本文 —
● ● ● ● ● ● ●

さらに言えば、大きな獣が小さな獣を意図せず踏み潰してしまうような事故はおきているだろう。肉食獣の子供が悪意なくじゃれついただけで草食獣を殺してしまうようなことも起き得るだろう。そんなことがあれば、「互いに別の社会で生きよう」という発想にかなりの正当性があるように見えるはずだ。動物ごとにバラバラの国にするべき理由が、毎日たくさん幾らでも生まれていなければおかしい社会になっている。
しかし、それでも動物たちは一つの国を作らねばならない。主人公が警察官をやるのは「正しい」し、仔狐に向かって「ゾウになれるよ」と励ますのも「正しい」ことなのだ。そして「矛盾を抱えた社会をより良くする正しさ」に皆が挑み続けて、一つの国にとどまらなければならない。なぜかって? そりゃあ、あれは2010年代のアメリカ合衆国だからさ! 果てさて「民族自決」が盛り上がった時代にはこの世界は成立するのだろうか、みたいな疑問はどうしても出てしまう。

● ● ● ● ● ● ●

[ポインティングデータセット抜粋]

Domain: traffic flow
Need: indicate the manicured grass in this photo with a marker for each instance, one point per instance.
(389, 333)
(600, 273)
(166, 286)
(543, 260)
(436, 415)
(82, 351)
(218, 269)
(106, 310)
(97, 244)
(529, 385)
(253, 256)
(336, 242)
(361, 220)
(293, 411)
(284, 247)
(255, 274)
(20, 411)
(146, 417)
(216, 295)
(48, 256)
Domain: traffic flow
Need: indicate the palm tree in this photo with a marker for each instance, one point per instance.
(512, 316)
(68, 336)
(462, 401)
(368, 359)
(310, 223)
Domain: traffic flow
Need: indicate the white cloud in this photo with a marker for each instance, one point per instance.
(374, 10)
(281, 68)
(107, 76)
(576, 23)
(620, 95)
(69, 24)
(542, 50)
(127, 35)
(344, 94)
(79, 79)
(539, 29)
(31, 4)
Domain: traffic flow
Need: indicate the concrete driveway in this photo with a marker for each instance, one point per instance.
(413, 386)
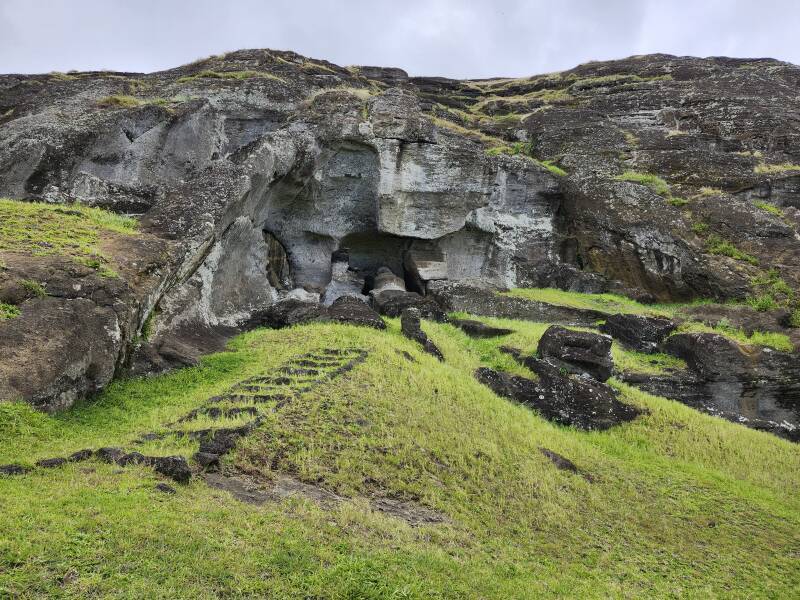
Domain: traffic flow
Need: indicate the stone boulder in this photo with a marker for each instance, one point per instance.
(392, 303)
(348, 309)
(345, 309)
(638, 332)
(425, 262)
(578, 352)
(713, 356)
(411, 327)
(291, 312)
(563, 399)
(385, 279)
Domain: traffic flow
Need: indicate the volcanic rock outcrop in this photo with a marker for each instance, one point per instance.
(263, 175)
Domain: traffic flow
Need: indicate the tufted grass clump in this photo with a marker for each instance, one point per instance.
(656, 184)
(8, 311)
(770, 208)
(677, 201)
(722, 247)
(34, 287)
(71, 230)
(240, 75)
(119, 101)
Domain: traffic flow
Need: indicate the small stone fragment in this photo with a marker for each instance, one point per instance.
(411, 328)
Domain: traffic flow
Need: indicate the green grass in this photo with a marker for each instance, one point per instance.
(8, 311)
(681, 503)
(778, 341)
(607, 303)
(677, 201)
(34, 287)
(723, 247)
(526, 337)
(239, 75)
(119, 101)
(72, 230)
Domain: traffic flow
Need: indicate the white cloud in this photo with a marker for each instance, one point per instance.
(456, 38)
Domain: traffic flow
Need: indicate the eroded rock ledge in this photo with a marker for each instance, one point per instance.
(304, 179)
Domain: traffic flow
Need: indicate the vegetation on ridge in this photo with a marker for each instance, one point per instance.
(679, 503)
(70, 230)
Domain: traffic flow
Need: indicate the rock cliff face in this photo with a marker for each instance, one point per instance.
(260, 175)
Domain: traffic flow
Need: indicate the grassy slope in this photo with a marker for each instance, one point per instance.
(682, 504)
(74, 230)
(613, 303)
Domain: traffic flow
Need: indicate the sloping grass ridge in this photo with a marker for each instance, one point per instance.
(680, 503)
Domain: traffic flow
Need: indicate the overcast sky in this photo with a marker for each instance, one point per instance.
(455, 38)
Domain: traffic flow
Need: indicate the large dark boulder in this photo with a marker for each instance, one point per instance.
(393, 302)
(638, 332)
(564, 399)
(411, 327)
(348, 309)
(291, 312)
(457, 296)
(579, 352)
(712, 356)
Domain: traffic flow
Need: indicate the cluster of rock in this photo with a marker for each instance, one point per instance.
(304, 182)
(572, 367)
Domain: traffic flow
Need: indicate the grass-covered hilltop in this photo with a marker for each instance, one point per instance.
(402, 478)
(275, 328)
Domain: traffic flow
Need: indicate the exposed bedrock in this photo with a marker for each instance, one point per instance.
(301, 179)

● ● ● ● ● ● ●

作業内容 —
1. 本文の「さらに言えば、大きな獣が小さ」から「ばおかしい社会になっている。」まで（「ばおかしい社会になっている。」も含む）を、一字も変えずに書き写してください。
2. 上に並んだ行のうち、「boulder」という文字列を含む行の数を数え、その数だけを答えること。

回答一覧 —
1.
さらに言えば、大きな獣が小さな獣を意図せず踏み潰してしまうような事故はおきているだろう。肉食獣の子供が悪意なくじゃれついただけで草食獣を殺してしまうようなことも起き得るだろう。そんなことがあれば、「互いに別の社会で生きよう」という発想にかなりの正当性があるように見えるはずだ。動物ごとにバラバラの国にするべき理由が、毎日たくさん幾らでも生まれていなければおかしい社会になっている。

2. 2